* Begin INPUT DATA *

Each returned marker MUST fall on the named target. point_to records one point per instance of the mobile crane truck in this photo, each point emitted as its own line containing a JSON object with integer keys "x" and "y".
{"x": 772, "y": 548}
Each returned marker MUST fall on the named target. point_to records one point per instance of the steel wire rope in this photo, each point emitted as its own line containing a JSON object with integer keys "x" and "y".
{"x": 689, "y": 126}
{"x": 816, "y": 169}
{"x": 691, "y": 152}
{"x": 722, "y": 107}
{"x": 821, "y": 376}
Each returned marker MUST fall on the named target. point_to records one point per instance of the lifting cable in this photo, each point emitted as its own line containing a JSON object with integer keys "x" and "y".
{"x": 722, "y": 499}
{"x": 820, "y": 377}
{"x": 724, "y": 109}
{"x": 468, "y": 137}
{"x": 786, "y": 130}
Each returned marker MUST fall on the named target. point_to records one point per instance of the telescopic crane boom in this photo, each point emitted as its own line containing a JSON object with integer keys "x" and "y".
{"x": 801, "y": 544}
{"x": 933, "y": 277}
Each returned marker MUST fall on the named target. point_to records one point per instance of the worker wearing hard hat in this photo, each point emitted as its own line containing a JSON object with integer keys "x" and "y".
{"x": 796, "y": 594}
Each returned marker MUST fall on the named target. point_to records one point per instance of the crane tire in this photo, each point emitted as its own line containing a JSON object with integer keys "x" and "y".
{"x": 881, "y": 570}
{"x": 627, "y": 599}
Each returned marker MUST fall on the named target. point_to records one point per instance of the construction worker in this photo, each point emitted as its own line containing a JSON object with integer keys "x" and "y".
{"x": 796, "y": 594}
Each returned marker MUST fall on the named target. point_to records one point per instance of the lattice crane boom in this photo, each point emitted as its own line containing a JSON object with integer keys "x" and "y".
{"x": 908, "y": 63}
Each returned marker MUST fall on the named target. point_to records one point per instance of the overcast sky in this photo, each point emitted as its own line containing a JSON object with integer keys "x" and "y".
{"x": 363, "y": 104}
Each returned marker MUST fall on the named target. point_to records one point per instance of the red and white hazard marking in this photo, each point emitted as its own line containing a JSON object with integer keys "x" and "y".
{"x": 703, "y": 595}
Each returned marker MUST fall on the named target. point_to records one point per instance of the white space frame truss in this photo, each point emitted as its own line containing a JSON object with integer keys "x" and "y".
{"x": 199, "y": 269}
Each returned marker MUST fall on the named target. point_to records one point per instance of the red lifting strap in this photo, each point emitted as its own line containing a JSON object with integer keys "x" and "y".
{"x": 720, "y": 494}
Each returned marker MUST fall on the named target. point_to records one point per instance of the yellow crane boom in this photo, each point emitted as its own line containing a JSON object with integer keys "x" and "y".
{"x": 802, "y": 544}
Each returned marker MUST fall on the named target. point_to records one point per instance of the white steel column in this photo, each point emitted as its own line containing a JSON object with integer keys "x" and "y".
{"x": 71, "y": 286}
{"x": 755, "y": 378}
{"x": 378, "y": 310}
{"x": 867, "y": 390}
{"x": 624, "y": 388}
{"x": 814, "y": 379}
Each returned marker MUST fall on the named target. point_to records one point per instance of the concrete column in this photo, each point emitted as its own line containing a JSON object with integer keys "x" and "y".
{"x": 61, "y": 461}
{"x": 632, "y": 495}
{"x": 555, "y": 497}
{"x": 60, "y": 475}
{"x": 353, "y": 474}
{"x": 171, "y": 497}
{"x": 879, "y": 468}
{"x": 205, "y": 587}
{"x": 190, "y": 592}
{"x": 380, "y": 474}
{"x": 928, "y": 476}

* End INPUT DATA *

WORK TO DO. Output all of the material exactly as written.

RESPONSE BELOW.
Each returned marker MUST fall on the named target. point_to records one point per instance of the mobile crane truck in this photo, each point emitted as its own line containing a JSON object with integer keys "x" and "y".
{"x": 772, "y": 548}
Each returned marker MUST fall on the named target. point_to records one point per instance of the steel wire rope in this photo, each point emitted as its own line containing a JSON object with integer keys "x" and "y".
{"x": 689, "y": 126}
{"x": 816, "y": 169}
{"x": 691, "y": 152}
{"x": 722, "y": 107}
{"x": 821, "y": 376}
Each returned marker MUST fall on the named target. point_to records one point per instance of the lifting cable in this photo, each point emitted as its own line containing a JSON object with integer keys "x" and "y".
{"x": 722, "y": 499}
{"x": 820, "y": 377}
{"x": 724, "y": 109}
{"x": 468, "y": 137}
{"x": 786, "y": 130}
Each returned marker MUST fall on the named target. point_to records one point per instance of the telescopic crane boom in this photo, each point emitted as its own line containing a JSON object with integer keys "x" and "y".
{"x": 801, "y": 544}
{"x": 933, "y": 277}
Each returned marker MUST fall on the named target. point_to records one point per instance of the worker wearing hard hat in this photo, each point emitted as its own line containing a JSON object with integer keys "x" and "y".
{"x": 796, "y": 594}
Each returned marker MUST fall on the named target. point_to records one point per instance of the crane tire in this photo, each point emitted as its own line containing a JSON object with integer keys "x" and "y".
{"x": 881, "y": 570}
{"x": 627, "y": 599}
Each returned marker MUST fall on the named target. point_to records one point per instance of the construction worker in this photo, each point emitted as its own line containing a JSON object with integer keys "x" and "y".
{"x": 796, "y": 594}
Each returned marker MUST fall on the named target. point_to records one point per instance of the lattice crane boom in this photo, each point emitted as its own line containing a JSON object with integer keys "x" and "y".
{"x": 908, "y": 63}
Each returned marker MUST fall on the named target. point_to records one point per instance of the overcast sky in this photo, each point emitted as its own line containing a JSON object with integer keys "x" and "y".
{"x": 363, "y": 104}
Each returned marker MUST fall on the named target. point_to records one point per instance of the red and white hazard marking in this photo, each point emitted as its own line containing a JSON object with integer keys "x" and "y".
{"x": 703, "y": 595}
Each returned marker MUST fall on the named target. point_to records one point per instance of the white space frame truss in this photo, each point emitted as its own line containing a JSON object with integer keys "x" and "y".
{"x": 199, "y": 269}
Each returned marker MUST fall on the named target. point_to records one point per instance of the red lifting strap in this photo, each point emitted as its own line containing a JSON object with integer keys "x" and "y".
{"x": 720, "y": 494}
Each returned marker MUST fall on the named target. point_to records one point per instance of the yellow crane boom in this photo, each point emitted as its own line containing a JSON object with integer keys "x" and "y".
{"x": 802, "y": 544}
Each returned marker MUST fall on the named target. point_to records one point per instance of the white steel column in this photo, each point emitted as its own line containing a JSON object with integer keys "x" and "y".
{"x": 71, "y": 286}
{"x": 755, "y": 378}
{"x": 378, "y": 310}
{"x": 867, "y": 390}
{"x": 624, "y": 388}
{"x": 814, "y": 379}
Each returned marker MUST fall on the named target. point_to records one point per instance of the concrete column in this photo, each point emitted as its own line containing a JSON object with integer keys "x" and "y".
{"x": 61, "y": 461}
{"x": 632, "y": 495}
{"x": 555, "y": 497}
{"x": 60, "y": 475}
{"x": 353, "y": 474}
{"x": 171, "y": 497}
{"x": 879, "y": 468}
{"x": 205, "y": 587}
{"x": 190, "y": 592}
{"x": 380, "y": 474}
{"x": 928, "y": 476}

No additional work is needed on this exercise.